== RECORDS FOR THIS TASK

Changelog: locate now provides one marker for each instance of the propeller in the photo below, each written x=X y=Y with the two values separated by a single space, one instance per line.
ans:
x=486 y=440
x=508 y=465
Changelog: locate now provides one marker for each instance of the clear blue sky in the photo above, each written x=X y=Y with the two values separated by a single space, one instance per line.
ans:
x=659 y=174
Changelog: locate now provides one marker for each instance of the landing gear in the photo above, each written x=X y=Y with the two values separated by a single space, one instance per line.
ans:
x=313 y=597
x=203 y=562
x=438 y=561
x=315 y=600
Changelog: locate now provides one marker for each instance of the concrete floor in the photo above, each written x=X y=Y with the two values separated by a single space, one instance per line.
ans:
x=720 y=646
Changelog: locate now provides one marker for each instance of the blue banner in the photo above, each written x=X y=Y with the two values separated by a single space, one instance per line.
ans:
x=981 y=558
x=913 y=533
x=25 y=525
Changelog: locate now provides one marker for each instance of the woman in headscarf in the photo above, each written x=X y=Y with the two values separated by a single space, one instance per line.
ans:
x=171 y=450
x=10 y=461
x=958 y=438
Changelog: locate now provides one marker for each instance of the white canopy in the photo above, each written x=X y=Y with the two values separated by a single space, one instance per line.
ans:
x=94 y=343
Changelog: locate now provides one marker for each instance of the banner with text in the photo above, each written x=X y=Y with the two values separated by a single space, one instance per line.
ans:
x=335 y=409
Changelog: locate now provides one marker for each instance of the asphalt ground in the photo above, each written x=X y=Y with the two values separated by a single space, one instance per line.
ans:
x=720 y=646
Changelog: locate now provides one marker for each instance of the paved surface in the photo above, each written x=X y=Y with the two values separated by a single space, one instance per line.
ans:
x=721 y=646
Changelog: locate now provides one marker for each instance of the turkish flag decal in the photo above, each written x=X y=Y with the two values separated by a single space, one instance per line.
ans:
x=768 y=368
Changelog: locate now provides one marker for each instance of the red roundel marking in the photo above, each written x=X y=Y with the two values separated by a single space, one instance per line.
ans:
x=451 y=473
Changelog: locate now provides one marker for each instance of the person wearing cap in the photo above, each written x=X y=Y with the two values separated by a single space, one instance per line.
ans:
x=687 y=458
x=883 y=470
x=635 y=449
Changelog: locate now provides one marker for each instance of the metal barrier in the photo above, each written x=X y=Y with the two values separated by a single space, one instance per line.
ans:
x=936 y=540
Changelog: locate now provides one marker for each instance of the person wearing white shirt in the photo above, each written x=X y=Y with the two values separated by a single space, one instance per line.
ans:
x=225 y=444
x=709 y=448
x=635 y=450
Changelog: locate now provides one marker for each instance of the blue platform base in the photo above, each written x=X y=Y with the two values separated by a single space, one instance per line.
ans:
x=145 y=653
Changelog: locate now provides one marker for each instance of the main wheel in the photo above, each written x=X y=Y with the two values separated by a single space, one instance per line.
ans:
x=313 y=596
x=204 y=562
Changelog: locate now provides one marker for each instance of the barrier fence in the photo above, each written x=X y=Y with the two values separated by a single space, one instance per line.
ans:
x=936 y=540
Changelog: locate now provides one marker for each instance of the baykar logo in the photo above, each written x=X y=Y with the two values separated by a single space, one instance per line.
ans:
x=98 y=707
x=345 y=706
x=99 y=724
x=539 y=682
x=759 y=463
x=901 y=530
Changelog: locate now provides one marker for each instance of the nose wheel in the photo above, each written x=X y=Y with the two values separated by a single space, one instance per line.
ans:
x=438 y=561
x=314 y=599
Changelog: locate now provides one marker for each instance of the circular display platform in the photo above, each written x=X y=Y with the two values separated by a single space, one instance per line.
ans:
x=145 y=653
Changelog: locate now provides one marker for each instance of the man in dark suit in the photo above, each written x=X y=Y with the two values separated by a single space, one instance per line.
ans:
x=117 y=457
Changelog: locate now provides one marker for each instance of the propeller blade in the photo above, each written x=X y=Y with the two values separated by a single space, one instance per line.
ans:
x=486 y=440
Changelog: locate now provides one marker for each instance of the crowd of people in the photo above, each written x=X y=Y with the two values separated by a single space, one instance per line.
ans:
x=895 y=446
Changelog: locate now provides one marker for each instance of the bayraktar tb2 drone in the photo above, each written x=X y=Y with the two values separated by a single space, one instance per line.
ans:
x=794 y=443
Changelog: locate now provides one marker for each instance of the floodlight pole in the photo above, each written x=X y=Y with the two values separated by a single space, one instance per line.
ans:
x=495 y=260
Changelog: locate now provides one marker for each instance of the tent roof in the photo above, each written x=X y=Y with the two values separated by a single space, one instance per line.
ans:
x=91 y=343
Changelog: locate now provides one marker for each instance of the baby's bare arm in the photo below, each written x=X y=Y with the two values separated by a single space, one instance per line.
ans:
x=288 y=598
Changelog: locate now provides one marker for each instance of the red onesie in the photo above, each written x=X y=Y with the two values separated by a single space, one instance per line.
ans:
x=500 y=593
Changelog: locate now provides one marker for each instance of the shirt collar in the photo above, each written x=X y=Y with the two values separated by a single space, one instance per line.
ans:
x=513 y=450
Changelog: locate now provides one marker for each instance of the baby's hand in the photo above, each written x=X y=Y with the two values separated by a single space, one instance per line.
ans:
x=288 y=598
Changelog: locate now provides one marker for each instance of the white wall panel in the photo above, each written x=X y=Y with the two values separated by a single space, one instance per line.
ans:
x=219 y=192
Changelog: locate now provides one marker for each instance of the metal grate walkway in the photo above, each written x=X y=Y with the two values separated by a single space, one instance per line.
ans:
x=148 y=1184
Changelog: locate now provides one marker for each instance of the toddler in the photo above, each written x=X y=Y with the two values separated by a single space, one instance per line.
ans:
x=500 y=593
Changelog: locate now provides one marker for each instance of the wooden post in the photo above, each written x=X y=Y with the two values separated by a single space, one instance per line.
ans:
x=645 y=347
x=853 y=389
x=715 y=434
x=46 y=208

====

> [TASK INSTRUCTIONS]: Can you turn every one of the rows above into a JSON list of strings, with one string per line and any blank lines left out?

> [TASK RESULT]:
[
  "Changelog: locate now provides one marker for each instance of the propeller in the photo below, each written x=X y=Y with the two values separated by a single space, one instance per line.",
  "ans:",
  "x=486 y=440",
  "x=508 y=465",
  "Changelog: locate now provides one marker for each instance of the clear blue sky in the photo above, each written x=X y=Y with the two values separated by a single space, one instance per line.",
  "ans:",
  "x=659 y=174",
  "Changelog: locate now provides one marker for each instance of the landing gear in the photo above, each written x=X y=Y with the two values separated by a single space, one instance per line.",
  "ans:",
  "x=313 y=597",
  "x=203 y=562",
  "x=438 y=561",
  "x=315 y=600",
  "Changelog: locate now provides one marker for each instance of the concrete floor in the photo above, each written x=X y=Y with the two values separated by a single space, one instance per line.",
  "ans:",
  "x=720 y=646",
  "Changelog: locate now provides one marker for each instance of the blue banner in the photo above, each written x=X y=Y with the two values separated by a single space, one instance per line.",
  "ans:",
  "x=981 y=558",
  "x=913 y=533",
  "x=25 y=525",
  "Changelog: locate now provides one marker for each instance of the woman in headscarf in the photo above, each written x=X y=Y with the two values separated by a single space, one instance per line.",
  "ans:",
  "x=171 y=450",
  "x=10 y=461",
  "x=958 y=438",
  "Changelog: locate now provides one marker for each instance of the white canopy in the photo above, each written x=X y=Y with the two values separated by a single space, one instance per line.",
  "ans:",
  "x=94 y=343",
  "Changelog: locate now provides one marker for each instance of the banner with text in the photo above, each written x=X y=Y with the two values separated by a single space, one instance per line.",
  "ans:",
  "x=335 y=409",
  "Changelog: locate now provides one marker for each instance of the asphalt ground in the photo above, each written x=X y=Y with the two values separated by a single space, one instance per line.",
  "ans:",
  "x=720 y=646",
  "Changelog: locate now provides one marker for each instance of the paved surface in the photo above, each written x=X y=Y with the two values separated by a single space, one instance per line.",
  "ans:",
  "x=721 y=646",
  "Changelog: locate now provides one marker for each instance of the turkish flag decal in the photo above, each written x=X y=Y with the two values separated by a single space, one instance per line.",
  "ans:",
  "x=768 y=368",
  "Changelog: locate now provides one marker for each instance of the red roundel marking in the photo above, each written x=X y=Y with the two values separated by a single space, one instance per line.",
  "ans:",
  "x=451 y=473",
  "Changelog: locate now provides one marker for each instance of the person wearing cap in the photo above, each written x=X y=Y with the two values separated by a single space, one instance per line.",
  "ans:",
  "x=687 y=458",
  "x=883 y=470",
  "x=635 y=449",
  "Changelog: locate now provides one marker for each instance of the metal barrier in the photo above, each written x=X y=Y with the two values separated by a single space, one instance per line.",
  "ans:",
  "x=936 y=540",
  "Changelog: locate now provides one marker for each instance of the person wearing white shirt in the photo above, each written x=X y=Y with the two values separated by a single space, one instance per line.",
  "ans:",
  "x=225 y=444",
  "x=709 y=448",
  "x=635 y=450",
  "Changelog: locate now provides one marker for each instance of the blue platform base in the photo above, each written x=X y=Y with the two values separated by a single space, one instance per line.",
  "ans:",
  "x=145 y=653",
  "Changelog: locate now provides one marker for each instance of the main wheel in the photo above, each written x=X y=Y with the two values separated by a single space, one instance per line.",
  "ans:",
  "x=313 y=596",
  "x=204 y=562",
  "Changelog: locate now provides one marker for each instance of the barrier fence in the photo above, each written x=X y=Y with the two values separated by a single space, one instance per line.",
  "ans:",
  "x=936 y=540",
  "Changelog: locate now provides one marker for each instance of the baykar logo in the photo above, each written x=X y=Y with the two values separated by a single space, one instance per line.",
  "ans:",
  "x=98 y=707",
  "x=345 y=706",
  "x=99 y=724",
  "x=539 y=682",
  "x=759 y=463",
  "x=901 y=530",
  "Changelog: locate now provides one marker for each instance of the nose wheel in the photo above, each written x=X y=Y with the two values separated by a single space, one instance per line.",
  "ans:",
  "x=438 y=561",
  "x=314 y=599",
  "Changelog: locate now provides one marker for each instance of the circular display platform in the photo above, each written x=X y=Y with the two values separated by a single space, one instance per line.",
  "ans:",
  "x=145 y=653",
  "Changelog: locate now provides one marker for each instance of the man in dark suit in the photo above, each written x=X y=Y with the two values separated by a single space, one instance per line.",
  "ans:",
  "x=117 y=457",
  "Changelog: locate now provides one marker for each instance of the propeller blade in the photo above, each written x=X y=Y with the two values separated by a single space, one instance per line.",
  "ans:",
  "x=486 y=440",
  "Changelog: locate now provides one marker for each instance of the crowd of people in the photo above, each written x=X y=Y with the two values separated by a single space, one instance per line.",
  "ans:",
  "x=895 y=446",
  "Changelog: locate now provides one marker for each instance of the bayraktar tb2 drone in the photo above, each written x=X y=Y with the two values separated by a single space, one instance per line.",
  "ans:",
  "x=794 y=443",
  "Changelog: locate now provides one marker for each instance of the floodlight pole in the photo above, each written x=X y=Y with the two values separated by a single space, one instance per line.",
  "ans:",
  "x=495 y=260",
  "Changelog: locate now provides one marker for each instance of the tent roof in the photo above, each written x=X y=Y with the two values separated by a single space, one instance per line.",
  "ans:",
  "x=91 y=343",
  "Changelog: locate now provides one marker for each instance of the baby's bare arm in the photo below, each written x=X y=Y with the two values separated by a single space, one instance per line.",
  "ans:",
  "x=288 y=598",
  "Changelog: locate now provides one marker for each instance of the red onesie in the photo above, each written x=X y=Y with the two values separated by a single space, one instance per line.",
  "ans:",
  "x=500 y=593",
  "Changelog: locate now provides one marker for each instance of the shirt collar in the photo above, each written x=X y=Y with the two values separated by a single space, one instance per line.",
  "ans:",
  "x=513 y=450",
  "Changelog: locate now provides one marker for each instance of the baby's hand in the photo above, each written x=X y=Y with the two values separated by a single space, one instance per line.",
  "ans:",
  "x=288 y=598",
  "Changelog: locate now provides one marker for each instance of the white wall panel in the photo above, each written x=X y=Y with the two values separated by a single space, one instance per line.",
  "ans:",
  "x=219 y=192",
  "Changelog: locate now provides one marker for each instance of the metal grate walkway in the photo above, each written x=X y=Y with the two values separated by a single space, one instance per line.",
  "ans:",
  "x=148 y=1184",
  "Changelog: locate now provides one marker for each instance of the toddler in the photo above, each written x=X y=Y with the two values separated by a single space, one instance per line.",
  "ans:",
  "x=500 y=593",
  "Changelog: locate now provides one marker for each instance of the wooden post in the photo above, each written x=X y=Y with the two values separated by a single space, one instance per line.",
  "ans:",
  "x=645 y=347",
  "x=853 y=389",
  "x=715 y=434",
  "x=46 y=208"
]